Work to complete
Reproduce verbatim the lines of the data from the line containing "Where can the grassy" through the end of the data, including both ends.

Material shown
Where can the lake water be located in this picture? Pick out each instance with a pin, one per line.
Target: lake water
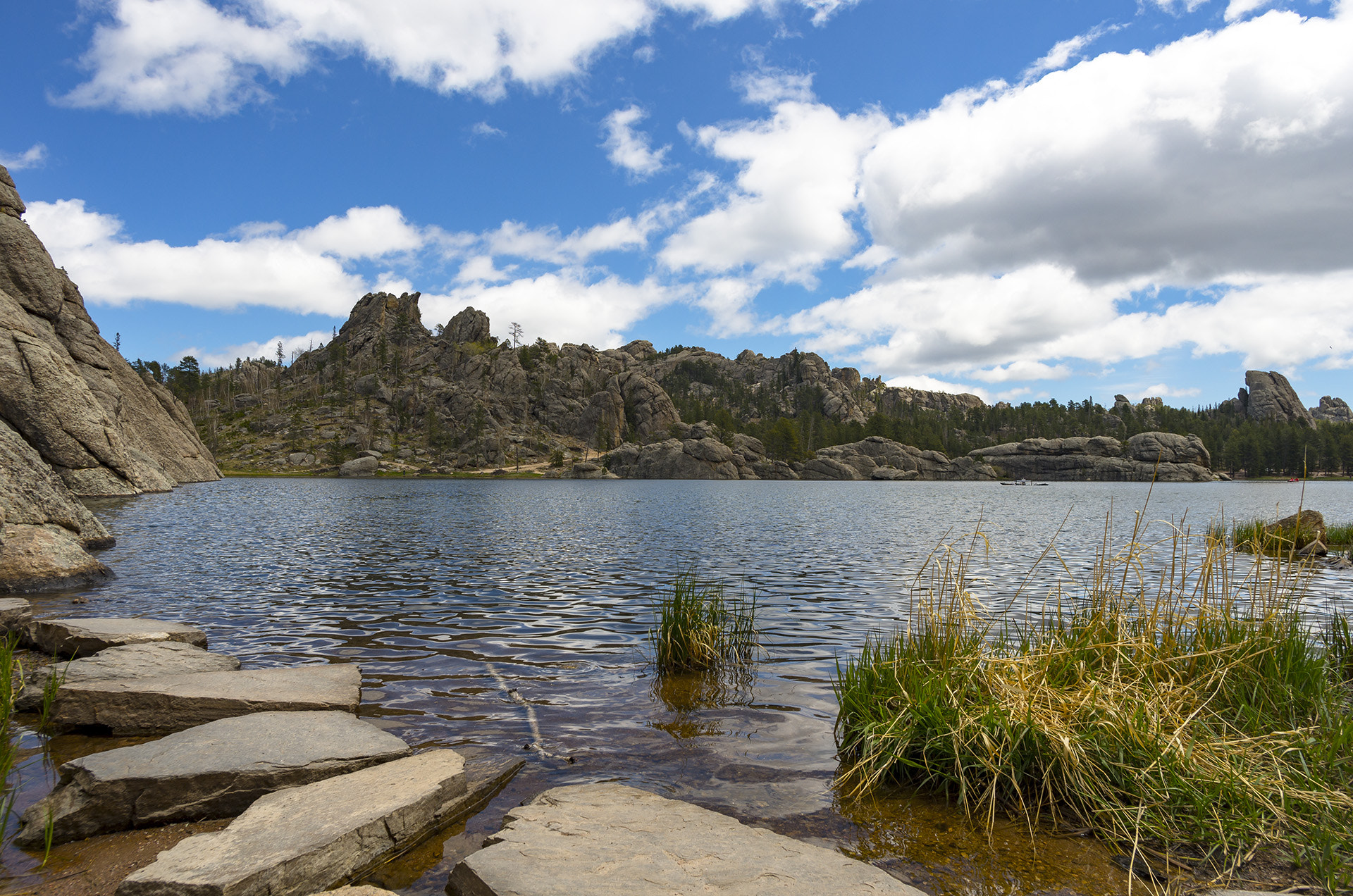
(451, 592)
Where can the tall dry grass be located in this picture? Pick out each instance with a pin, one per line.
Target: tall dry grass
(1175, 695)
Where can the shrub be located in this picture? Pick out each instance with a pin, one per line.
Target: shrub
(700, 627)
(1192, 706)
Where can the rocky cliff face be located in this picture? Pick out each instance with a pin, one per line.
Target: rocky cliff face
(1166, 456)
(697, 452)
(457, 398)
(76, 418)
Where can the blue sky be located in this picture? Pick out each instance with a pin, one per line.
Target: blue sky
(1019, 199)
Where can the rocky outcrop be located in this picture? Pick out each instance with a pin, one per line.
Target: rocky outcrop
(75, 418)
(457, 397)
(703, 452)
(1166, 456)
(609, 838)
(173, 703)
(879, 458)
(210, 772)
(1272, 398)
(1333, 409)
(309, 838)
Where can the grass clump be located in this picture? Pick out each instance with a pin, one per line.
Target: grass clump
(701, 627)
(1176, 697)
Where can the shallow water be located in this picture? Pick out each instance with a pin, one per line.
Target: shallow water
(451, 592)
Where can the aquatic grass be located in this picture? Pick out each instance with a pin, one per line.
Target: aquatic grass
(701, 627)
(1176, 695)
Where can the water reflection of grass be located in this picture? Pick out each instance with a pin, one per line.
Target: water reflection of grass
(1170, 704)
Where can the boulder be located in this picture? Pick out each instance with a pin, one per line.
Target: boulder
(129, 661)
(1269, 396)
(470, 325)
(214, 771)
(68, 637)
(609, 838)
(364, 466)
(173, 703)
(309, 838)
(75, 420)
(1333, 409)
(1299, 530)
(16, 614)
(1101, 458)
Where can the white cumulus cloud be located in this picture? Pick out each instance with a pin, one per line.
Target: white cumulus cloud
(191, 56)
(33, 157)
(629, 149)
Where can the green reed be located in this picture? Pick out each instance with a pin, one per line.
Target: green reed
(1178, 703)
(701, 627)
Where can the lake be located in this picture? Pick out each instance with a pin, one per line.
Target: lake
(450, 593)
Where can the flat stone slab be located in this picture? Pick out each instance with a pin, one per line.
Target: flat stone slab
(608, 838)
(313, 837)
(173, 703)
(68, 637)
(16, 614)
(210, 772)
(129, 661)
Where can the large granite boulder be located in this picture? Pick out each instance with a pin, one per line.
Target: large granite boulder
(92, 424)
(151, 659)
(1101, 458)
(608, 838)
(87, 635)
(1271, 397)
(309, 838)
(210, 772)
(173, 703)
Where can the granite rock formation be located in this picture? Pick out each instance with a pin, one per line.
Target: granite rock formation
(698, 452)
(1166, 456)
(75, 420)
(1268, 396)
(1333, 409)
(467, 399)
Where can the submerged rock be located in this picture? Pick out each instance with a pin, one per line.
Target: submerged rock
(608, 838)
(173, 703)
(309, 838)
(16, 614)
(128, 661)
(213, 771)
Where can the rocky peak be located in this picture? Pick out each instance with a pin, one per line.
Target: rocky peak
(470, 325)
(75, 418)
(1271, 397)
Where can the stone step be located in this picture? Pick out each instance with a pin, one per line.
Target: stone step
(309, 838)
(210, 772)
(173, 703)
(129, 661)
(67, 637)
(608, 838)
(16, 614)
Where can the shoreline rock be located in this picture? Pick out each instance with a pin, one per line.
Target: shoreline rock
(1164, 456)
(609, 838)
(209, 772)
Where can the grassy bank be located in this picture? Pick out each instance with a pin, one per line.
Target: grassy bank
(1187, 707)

Task solution
Where can the grassy bank be located in this picture? Pick out each instance with a pin, one per line.
Target: grassy bank
(1187, 707)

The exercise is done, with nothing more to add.